▶ _Textauszug_
┌──

Man spricht ungern darüber und dennoch sind einige Geschichten bekannt geworden, von kleineren bis zu ausgewachsenen Auseinandersetzungen zwischen Regie und Produktion, von denen so manche vor Gericht endeten.
Jean Luc Godard etwa erzählte in seinem Film "Le Mépris" von einem alternden Filmregisseur (Fritz Lang), der in Konflikt mit seinem Produzenten (Jack Palance) gerät. Auch in Francois Truffauts "Amerikanische Nacht" erlebt man den Regisseur im Spannungsfeld mit dem Produzenten.
Oft genug werden Regisseure in der laufenden Produktion einfach ausgewechselt. Vor allem in den USA, wo die Regie eher als Dienstleistung denn als individuelle Kreativleistung betrachtet wird, aber auch hierzulande sind einige Fälle bekannt. Die Beispiele in den USA sind zahlreich:
Bei dem Film "Death of a Gunfighter" wurde Robert Totten durch Don Siegel ersetzt.
Bei "The Exorcist: The Beginning" wurde Regisseur Paul Schrader von der Produktionsfirma Warner Brothers gegen Renny Harlin ausgewechselt.
Brian DePalma sollte eigentlich bei "Taxi Driver" Regie führen, doch nachdem die Produktion "Mean Streets" gesehen hat, entschied sie sich für Martin Scorsese.

└──

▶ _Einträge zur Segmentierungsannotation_
┌──

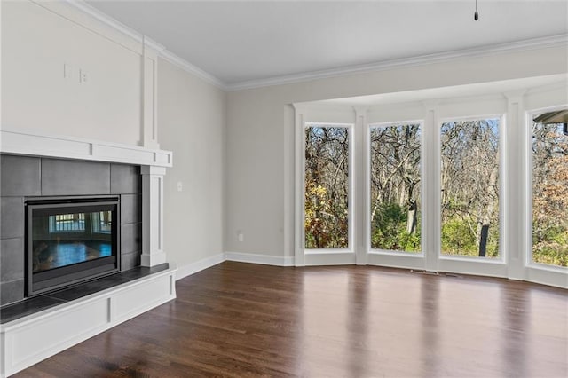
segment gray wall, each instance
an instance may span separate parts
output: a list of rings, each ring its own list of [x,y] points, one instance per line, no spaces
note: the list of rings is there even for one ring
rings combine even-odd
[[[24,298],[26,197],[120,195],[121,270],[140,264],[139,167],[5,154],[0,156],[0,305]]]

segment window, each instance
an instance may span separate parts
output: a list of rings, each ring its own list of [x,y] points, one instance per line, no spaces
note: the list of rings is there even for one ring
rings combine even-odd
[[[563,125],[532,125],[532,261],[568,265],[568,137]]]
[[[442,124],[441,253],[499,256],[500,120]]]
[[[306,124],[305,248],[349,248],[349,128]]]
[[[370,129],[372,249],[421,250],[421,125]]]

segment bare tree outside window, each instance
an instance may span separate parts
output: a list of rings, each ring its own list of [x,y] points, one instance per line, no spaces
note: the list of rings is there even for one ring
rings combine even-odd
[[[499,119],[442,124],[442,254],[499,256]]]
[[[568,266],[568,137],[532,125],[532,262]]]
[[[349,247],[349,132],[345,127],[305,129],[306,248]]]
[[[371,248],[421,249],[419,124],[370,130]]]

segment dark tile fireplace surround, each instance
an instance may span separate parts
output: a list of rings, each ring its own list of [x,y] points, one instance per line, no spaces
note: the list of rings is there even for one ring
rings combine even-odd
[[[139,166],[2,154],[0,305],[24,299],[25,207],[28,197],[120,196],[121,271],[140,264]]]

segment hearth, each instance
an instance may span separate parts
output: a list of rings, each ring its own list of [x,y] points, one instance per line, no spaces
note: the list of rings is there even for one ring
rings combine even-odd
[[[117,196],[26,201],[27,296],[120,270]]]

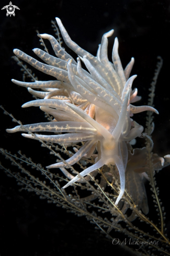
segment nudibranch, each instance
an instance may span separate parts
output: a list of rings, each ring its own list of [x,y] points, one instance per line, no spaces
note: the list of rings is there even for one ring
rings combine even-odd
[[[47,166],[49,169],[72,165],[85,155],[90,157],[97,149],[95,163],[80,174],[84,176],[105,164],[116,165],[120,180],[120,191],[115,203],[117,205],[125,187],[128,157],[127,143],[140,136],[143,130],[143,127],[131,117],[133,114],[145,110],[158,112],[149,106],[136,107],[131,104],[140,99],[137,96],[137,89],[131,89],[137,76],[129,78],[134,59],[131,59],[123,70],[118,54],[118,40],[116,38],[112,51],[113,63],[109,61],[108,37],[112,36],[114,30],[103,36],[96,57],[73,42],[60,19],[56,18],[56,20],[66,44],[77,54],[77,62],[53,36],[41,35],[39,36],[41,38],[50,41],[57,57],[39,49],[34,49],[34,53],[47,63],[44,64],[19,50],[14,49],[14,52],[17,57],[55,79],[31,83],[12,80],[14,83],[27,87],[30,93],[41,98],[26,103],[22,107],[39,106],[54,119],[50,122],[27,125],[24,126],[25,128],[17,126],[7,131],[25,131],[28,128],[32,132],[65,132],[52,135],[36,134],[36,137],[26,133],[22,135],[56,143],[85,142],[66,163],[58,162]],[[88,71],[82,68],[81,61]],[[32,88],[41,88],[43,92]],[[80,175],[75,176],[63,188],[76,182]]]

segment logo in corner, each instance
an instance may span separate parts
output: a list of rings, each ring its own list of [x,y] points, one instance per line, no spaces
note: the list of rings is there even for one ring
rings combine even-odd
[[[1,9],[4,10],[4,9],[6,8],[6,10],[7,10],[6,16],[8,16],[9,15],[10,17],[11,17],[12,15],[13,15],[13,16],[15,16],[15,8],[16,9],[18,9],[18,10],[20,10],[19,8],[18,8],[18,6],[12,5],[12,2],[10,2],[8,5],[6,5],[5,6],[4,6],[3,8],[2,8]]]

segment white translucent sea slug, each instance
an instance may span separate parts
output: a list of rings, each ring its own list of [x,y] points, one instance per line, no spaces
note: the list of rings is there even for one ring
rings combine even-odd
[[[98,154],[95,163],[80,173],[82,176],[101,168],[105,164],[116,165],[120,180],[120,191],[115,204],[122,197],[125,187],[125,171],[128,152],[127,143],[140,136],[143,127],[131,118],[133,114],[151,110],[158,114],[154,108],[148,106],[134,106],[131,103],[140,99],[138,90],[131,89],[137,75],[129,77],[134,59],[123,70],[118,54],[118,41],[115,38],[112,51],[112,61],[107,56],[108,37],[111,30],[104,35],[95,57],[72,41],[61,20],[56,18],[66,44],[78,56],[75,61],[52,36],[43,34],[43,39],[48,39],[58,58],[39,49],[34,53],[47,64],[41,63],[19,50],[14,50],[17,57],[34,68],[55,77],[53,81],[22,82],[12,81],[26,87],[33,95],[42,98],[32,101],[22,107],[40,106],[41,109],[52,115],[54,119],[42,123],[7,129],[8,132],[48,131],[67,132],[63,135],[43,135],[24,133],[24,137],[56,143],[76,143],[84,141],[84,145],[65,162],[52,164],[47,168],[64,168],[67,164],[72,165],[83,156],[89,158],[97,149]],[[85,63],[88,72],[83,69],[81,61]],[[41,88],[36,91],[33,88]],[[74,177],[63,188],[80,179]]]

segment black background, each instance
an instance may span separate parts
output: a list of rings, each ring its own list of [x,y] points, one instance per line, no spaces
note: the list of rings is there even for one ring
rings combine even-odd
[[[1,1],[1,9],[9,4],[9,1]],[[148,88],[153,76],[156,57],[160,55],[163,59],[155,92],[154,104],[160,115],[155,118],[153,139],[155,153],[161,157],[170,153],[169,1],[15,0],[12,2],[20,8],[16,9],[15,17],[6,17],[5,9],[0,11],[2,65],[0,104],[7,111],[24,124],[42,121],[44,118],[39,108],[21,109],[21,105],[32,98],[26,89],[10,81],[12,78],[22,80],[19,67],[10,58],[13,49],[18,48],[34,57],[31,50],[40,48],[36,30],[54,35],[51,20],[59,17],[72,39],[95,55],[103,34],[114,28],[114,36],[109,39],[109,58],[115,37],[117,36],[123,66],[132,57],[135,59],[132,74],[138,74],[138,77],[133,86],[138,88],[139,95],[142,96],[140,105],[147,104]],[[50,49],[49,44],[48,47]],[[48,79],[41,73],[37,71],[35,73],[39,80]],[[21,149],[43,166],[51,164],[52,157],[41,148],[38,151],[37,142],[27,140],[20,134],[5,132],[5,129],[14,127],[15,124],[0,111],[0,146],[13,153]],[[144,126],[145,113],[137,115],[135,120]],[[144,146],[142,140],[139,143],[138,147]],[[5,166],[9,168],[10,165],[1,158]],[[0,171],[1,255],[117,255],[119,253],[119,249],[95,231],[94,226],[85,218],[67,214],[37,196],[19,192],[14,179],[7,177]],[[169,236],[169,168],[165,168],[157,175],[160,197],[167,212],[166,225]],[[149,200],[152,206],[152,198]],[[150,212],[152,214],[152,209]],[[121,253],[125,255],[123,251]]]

└──

▶ _Kurze Aufgabe A_
Beantworten Sie anhand des Textauszugs über Konflikte zwischen Regie und Produktion folgende Fragen:
(i) In welchem Film von Jean Luc Godard gerät ein alternder Filmregisseur in Konflikt mit seinem Produzenten?
(ii) Wer ersetzte Robert Totten bei dem Film „Death of a Gunfighter“?
(iii) Welche Produktionsfirma wechselte bei „The Exorcist: The Beginning“ den Regisseur Paul Schrader aus?
▶ _Kurze Aufgabe B_
Schreiben Sie aus dem Textauszug über Konflikte zwischen Regie und Produktion den Abschnitt wortgetreu ab, der bei den Worten „Oft genug werden“ beginnt und nach den Worten „für Martin Scorsese.“ endet.

▶ _Endgültige Antwort A_
(i) „Le Mépris“
(ii) Don Siegel
(iii) Warner Brothers

▶ _Endgültige Antwort B_
Oft genug werden Regisseure in der laufenden Produktion einfach ausgewechselt. Vor allem in den USA, wo die Regie eher als Dienstleistung denn als individuelle Kreativleistung betrachtet wird, aber auch hierzulande sind einige Fälle bekannt. Die Beispiele in den USA sind zahlreich:
Bei dem Film "Death of a Gunfighter" wurde Robert Totten durch Don Siegel ersetzt.
Bei "The Exorcist: The Beginning" wurde Regisseur Paul Schrader von der Produktionsfirma Warner Brothers gegen Renny Harlin ausgewechselt.
Brian DePalma sollte eigentlich bei "Taxi Driver" Regie führen, doch nachdem die Produktion "Mean Streets" gesehen hat, entschied sie sich für Martin Scorsese.